* **ÉNONCÉ A**: D'après le texte sur les réfugiés syriens, combien d'associations ont appelé le président français à trouver une solution au sort de ces réfugiés ?

* **TEXTE FOURNI**:
###
Rabat
a-t-il fini par céder aux pressions françaises sur le dossier des réfugiés
syriens bloqués à sa frontière ? Il est permis de le croire puisque le roi du
Maroc vient de donner ses instructions afin de régler la situation des 13
familles syriennes coincées depuis la mi-avril, «en vertu de considérations
humanitaires et à titre exceptionnel», a annoncé le Makhzen. Rappelons qu'à la
veille de la première visite d'Emmanuel Macron au
Maroc, 25 associations de France et du Maghreb avaient appelé le président
français à trouver une solution au sort «dramatique» de ces réfugiés. Pourtant,
le Maroc a montré toute sa mauvaise foi dans le traitement de cette histoire à
rebondissements, refusant de remettre les migrants aux autorités algériennes.
En effet, alors qu'Alger a décidé, début juin, d'accueillir «à titre humanitaire»
###
* **DONNÉES FOURNIES**:
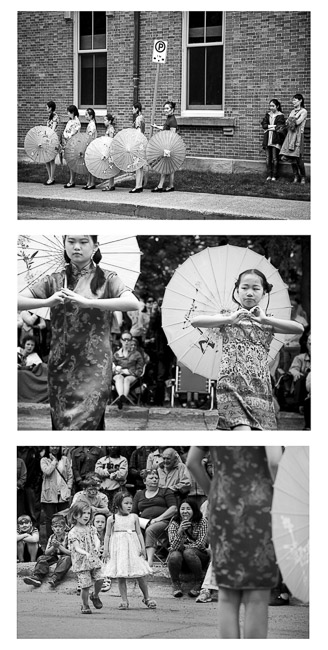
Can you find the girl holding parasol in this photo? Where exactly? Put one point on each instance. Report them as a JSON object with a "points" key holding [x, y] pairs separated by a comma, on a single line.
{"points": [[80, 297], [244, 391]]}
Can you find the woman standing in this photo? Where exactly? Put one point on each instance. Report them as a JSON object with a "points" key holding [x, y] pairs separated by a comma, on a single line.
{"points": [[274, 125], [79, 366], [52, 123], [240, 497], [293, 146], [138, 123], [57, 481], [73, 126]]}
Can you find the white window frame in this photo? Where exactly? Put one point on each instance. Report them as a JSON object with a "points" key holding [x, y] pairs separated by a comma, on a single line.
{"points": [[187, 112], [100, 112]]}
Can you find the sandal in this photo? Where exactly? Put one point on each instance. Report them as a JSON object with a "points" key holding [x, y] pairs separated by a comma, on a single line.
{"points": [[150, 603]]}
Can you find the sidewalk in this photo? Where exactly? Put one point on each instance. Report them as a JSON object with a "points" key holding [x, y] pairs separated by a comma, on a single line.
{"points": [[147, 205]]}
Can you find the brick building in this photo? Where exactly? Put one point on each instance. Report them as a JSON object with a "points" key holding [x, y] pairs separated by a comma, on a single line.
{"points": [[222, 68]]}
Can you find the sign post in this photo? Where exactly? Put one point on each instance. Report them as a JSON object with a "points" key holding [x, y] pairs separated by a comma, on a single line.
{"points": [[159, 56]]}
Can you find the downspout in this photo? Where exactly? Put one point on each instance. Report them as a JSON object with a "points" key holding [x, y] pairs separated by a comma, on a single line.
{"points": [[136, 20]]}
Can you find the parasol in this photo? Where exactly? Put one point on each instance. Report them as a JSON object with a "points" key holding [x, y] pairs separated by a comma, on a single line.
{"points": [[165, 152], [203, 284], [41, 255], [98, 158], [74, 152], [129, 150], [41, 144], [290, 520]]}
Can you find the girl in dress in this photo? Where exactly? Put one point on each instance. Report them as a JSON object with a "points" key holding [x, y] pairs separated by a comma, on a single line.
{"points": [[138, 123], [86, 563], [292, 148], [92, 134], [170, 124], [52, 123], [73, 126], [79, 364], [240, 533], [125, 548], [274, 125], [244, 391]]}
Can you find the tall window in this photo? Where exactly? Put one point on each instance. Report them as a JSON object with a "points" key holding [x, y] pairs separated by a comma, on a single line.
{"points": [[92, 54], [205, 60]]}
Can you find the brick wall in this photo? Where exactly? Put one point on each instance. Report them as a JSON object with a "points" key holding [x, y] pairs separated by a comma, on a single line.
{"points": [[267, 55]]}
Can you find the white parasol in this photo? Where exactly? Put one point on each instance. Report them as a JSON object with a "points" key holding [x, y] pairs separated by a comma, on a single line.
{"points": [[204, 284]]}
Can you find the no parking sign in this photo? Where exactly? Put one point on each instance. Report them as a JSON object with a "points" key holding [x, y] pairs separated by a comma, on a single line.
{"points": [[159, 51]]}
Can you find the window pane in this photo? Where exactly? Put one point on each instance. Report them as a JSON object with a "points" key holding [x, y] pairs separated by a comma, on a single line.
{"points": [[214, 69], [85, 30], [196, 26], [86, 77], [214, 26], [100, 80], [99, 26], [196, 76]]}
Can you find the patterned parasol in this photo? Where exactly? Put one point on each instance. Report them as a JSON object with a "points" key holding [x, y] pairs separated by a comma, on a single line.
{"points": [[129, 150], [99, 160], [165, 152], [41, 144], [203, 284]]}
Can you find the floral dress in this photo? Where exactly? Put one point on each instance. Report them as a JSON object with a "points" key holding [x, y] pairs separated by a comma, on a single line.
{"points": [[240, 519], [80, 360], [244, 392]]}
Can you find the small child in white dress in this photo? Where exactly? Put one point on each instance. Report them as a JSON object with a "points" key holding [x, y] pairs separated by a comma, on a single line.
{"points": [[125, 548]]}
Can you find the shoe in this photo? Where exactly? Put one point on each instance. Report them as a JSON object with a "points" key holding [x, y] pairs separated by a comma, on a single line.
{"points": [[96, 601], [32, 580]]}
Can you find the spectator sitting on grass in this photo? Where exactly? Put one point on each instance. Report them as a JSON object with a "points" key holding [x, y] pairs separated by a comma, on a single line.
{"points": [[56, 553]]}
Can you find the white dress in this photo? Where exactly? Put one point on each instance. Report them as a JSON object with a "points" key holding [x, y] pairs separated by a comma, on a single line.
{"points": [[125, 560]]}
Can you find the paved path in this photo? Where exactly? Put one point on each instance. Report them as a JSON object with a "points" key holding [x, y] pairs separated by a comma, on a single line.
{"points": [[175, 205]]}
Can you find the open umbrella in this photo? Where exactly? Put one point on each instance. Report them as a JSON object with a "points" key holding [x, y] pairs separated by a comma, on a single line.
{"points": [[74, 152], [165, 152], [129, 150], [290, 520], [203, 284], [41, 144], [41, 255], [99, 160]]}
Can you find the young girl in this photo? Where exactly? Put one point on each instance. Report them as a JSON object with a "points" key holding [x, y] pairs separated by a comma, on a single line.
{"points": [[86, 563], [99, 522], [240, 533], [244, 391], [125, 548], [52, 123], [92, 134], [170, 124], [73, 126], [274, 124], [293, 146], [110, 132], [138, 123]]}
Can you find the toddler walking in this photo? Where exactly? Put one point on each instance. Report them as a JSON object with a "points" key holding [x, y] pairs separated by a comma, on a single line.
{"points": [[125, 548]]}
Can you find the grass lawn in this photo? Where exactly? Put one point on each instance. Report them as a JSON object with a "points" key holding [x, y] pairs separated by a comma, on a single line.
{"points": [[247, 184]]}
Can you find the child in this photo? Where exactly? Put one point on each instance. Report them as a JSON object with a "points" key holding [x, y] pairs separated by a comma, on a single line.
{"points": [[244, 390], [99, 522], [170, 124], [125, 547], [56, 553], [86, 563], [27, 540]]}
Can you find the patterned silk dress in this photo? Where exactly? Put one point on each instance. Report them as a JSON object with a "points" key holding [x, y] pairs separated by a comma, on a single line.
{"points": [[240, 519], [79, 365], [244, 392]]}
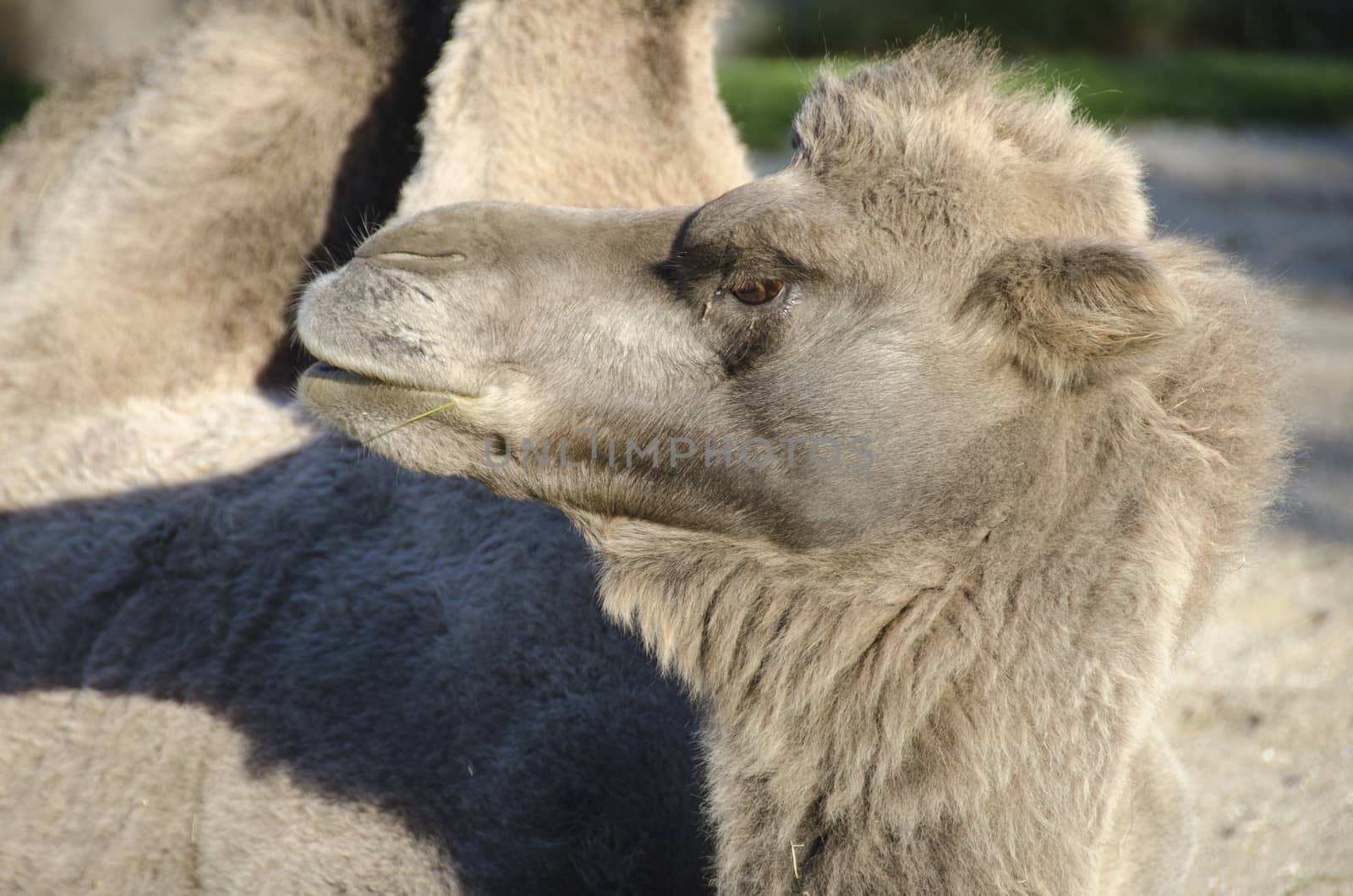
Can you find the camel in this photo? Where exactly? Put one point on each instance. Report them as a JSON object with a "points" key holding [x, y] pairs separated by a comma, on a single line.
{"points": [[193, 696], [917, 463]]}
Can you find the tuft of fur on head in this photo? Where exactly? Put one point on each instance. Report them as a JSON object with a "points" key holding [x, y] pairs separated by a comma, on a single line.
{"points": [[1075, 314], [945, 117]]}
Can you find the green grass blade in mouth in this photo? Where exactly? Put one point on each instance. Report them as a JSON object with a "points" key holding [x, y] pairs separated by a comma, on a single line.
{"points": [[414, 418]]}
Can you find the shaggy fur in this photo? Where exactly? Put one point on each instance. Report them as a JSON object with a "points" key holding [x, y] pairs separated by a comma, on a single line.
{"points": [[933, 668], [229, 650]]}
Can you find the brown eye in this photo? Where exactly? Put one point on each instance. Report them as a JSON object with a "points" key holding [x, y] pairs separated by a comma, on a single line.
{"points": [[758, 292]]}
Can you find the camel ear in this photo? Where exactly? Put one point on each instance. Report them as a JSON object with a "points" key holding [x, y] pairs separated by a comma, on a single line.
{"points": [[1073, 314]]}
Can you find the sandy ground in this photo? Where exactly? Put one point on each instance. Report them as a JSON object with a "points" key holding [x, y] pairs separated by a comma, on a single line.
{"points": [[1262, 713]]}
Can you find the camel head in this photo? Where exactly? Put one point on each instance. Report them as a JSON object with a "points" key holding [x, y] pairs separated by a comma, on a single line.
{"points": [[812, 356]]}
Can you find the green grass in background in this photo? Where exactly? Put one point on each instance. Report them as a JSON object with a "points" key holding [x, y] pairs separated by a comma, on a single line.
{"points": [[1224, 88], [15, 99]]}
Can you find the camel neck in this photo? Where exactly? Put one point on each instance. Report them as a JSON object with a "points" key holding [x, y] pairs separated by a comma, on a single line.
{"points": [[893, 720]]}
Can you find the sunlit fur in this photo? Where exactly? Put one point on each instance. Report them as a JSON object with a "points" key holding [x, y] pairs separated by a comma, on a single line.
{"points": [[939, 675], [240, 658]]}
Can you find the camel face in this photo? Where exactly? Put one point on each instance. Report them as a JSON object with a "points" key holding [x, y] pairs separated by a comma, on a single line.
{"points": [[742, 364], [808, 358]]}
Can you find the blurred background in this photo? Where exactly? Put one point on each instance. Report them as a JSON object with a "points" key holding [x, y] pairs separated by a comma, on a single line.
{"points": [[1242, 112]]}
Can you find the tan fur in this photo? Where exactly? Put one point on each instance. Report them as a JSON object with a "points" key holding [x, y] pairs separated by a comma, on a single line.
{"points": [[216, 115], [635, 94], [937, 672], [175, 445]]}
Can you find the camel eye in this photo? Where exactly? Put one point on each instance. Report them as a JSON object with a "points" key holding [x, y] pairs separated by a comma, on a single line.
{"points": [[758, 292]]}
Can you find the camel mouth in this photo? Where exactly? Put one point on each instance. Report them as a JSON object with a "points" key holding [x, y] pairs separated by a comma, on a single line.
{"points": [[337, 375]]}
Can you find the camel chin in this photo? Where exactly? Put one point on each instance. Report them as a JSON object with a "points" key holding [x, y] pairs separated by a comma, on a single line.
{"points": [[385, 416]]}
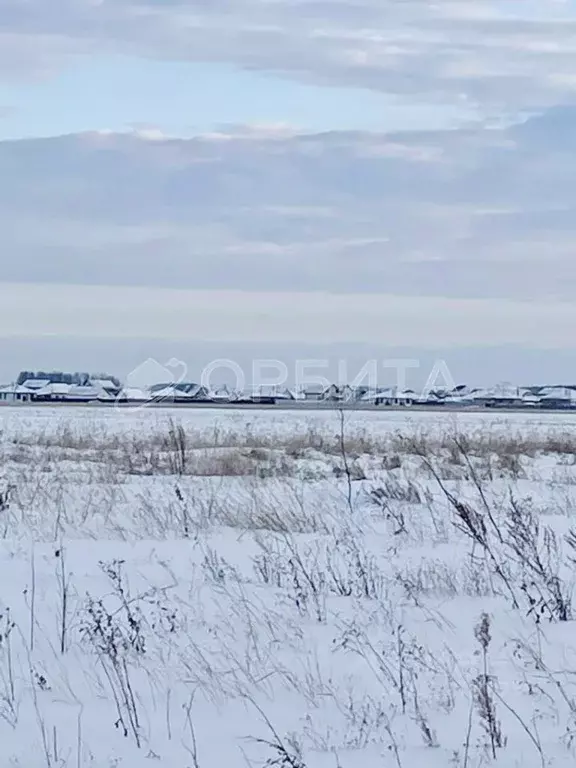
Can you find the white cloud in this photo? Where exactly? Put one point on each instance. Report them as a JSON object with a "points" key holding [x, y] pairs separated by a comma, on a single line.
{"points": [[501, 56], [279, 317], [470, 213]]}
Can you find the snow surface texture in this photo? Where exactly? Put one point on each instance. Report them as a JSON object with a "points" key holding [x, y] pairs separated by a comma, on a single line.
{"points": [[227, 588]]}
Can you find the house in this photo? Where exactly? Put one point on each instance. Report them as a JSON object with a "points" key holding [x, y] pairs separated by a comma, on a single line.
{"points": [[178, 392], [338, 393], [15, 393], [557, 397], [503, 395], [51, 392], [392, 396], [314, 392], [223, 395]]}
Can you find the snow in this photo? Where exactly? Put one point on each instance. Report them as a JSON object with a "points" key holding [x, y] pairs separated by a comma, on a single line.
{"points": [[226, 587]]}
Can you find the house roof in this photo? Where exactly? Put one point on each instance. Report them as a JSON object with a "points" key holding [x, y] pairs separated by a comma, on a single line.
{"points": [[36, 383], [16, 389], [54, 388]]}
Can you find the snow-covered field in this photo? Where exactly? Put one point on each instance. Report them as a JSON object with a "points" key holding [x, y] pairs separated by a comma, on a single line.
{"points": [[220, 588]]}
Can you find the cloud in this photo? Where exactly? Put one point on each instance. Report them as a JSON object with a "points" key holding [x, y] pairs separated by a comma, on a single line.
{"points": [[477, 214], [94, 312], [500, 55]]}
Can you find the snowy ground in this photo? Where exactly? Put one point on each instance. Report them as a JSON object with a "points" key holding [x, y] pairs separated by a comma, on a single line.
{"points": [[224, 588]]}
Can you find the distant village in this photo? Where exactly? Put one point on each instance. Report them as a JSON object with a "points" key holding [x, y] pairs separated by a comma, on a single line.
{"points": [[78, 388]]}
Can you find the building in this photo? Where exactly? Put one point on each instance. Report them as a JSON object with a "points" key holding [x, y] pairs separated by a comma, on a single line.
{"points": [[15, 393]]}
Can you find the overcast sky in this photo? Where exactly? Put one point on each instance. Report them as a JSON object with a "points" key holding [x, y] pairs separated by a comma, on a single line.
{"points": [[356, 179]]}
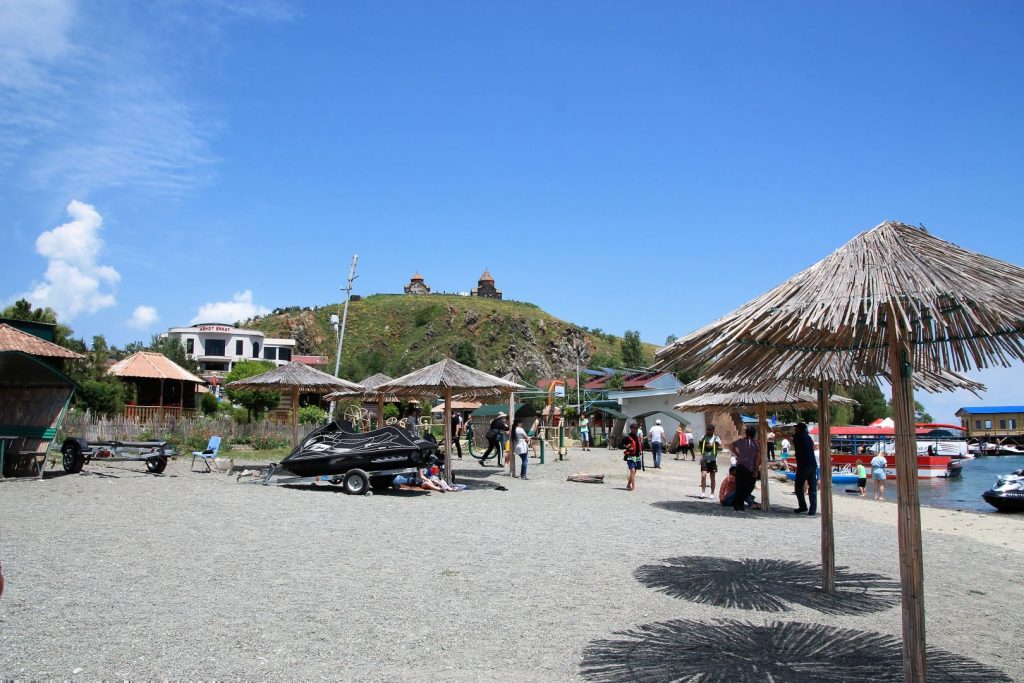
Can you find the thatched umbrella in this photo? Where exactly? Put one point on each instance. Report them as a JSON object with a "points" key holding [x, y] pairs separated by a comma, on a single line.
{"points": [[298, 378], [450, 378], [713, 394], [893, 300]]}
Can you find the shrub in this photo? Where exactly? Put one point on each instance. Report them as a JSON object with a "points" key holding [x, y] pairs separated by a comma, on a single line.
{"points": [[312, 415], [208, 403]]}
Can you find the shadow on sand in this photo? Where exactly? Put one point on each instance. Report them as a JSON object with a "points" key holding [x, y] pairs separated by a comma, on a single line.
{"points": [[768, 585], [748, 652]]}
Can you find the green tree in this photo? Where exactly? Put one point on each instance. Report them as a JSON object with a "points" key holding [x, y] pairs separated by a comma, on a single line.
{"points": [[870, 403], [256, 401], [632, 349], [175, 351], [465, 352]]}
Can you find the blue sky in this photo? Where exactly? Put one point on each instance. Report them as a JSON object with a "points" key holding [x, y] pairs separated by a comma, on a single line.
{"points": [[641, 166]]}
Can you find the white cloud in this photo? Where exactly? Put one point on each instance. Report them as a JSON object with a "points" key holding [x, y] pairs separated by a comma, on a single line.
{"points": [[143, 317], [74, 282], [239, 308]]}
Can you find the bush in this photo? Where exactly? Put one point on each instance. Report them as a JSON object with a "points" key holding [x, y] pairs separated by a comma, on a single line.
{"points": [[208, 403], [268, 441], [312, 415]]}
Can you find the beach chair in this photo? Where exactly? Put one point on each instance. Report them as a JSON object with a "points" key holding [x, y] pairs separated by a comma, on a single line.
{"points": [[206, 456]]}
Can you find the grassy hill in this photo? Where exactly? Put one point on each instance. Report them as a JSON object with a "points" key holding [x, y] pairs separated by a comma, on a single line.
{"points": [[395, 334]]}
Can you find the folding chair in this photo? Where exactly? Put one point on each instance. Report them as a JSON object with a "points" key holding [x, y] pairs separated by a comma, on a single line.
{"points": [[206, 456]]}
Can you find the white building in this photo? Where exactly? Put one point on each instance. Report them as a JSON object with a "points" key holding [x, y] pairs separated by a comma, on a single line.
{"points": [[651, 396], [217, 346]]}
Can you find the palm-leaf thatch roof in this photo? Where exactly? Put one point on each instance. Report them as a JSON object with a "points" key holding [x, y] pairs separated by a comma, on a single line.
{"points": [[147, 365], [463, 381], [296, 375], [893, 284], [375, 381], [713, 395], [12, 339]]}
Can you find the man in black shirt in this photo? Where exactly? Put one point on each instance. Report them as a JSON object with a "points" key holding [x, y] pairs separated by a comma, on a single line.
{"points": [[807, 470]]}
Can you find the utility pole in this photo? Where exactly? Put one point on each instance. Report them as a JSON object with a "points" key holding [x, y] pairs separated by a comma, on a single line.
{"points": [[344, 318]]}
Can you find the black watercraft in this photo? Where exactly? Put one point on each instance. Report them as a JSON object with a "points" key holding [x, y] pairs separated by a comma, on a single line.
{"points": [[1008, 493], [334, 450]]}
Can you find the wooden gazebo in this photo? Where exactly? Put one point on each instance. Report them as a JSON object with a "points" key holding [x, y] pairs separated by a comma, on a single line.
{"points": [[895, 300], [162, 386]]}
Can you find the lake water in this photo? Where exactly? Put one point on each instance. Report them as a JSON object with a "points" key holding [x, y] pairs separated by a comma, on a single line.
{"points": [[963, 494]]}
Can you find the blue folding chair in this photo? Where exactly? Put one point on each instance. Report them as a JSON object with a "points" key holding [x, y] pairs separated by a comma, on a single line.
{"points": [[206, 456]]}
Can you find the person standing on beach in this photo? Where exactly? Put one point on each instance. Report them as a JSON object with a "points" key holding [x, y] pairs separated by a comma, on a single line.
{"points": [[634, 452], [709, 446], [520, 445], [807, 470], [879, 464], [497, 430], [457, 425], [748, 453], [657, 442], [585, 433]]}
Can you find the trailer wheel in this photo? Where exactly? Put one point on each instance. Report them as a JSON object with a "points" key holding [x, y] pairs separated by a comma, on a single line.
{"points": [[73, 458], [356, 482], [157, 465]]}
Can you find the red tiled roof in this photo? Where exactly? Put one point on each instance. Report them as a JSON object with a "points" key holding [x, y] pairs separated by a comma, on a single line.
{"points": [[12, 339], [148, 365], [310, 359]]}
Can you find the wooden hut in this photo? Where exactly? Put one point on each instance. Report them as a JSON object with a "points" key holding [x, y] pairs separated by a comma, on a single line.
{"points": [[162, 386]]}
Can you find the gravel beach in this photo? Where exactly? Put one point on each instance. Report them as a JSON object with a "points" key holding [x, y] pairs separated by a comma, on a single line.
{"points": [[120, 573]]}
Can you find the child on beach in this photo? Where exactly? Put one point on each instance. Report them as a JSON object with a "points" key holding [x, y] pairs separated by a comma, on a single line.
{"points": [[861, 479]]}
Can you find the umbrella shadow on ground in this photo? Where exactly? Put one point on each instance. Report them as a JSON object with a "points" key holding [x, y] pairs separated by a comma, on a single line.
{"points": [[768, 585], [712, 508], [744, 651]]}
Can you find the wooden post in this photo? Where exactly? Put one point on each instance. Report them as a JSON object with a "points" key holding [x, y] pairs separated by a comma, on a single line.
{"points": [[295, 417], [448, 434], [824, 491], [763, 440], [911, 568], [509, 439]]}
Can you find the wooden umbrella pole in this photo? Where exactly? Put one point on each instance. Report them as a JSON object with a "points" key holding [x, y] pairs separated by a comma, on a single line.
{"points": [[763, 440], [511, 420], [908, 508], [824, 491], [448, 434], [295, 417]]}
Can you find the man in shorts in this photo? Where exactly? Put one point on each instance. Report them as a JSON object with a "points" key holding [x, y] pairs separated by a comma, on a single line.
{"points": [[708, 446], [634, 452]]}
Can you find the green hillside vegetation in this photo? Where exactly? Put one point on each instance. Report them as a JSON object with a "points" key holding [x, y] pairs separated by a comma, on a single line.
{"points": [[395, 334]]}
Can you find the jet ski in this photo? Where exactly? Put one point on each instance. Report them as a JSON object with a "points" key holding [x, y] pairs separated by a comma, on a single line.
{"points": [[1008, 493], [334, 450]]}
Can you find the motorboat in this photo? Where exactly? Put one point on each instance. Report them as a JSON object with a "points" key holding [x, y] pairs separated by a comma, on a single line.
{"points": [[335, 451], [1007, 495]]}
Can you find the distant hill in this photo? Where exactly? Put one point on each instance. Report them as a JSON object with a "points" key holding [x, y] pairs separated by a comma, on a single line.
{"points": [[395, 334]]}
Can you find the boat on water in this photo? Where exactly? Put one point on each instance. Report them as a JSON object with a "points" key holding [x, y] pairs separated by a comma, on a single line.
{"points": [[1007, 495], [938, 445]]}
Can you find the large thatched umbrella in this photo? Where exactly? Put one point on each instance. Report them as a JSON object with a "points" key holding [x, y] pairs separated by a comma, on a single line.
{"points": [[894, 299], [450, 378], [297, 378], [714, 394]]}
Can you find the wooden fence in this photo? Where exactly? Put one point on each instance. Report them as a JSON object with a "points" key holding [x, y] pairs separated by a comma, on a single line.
###
* **ÉNONCÉ B**: Dans les données fournies, remplacez « wooden fence » par « stone wall » dans les lignes allant de celle qui contient « Can you find the distant hill » jusqu'à la dernière. Donnez seulement ces lignes, sans rien changer d'autre.

* **BONNE RÉPONSE A**: 25 associations de France et du Maghreb.

* **BONNE RÉPONSE B**:
Can you find the distant hill in this photo? Where exactly? Put one point on each instance. Report them as a JSON object with a "points" key holding [x, y] pairs separated by a comma, on a single line.
{"points": [[395, 334]]}
Can you find the boat on water in this photo? Where exactly? Put one point on each instance. Report them as a JSON object with a "points" key holding [x, y] pairs separated by a comma, on a single line.
{"points": [[1007, 495], [938, 445]]}
Can you find the large thatched umbrella in this photo? Where exactly? Put one point on each instance. Report them as a JSON object with a "points" key holding [x, y] pairs separated by a comma, on a single line.
{"points": [[894, 299], [450, 378], [297, 378], [714, 394]]}
Can you find the stone wall in this photo? Where exactly? Put one point on each instance. Report them as a JSON object with a "points" key holding [x, y] pairs separated by a comma, on a single line.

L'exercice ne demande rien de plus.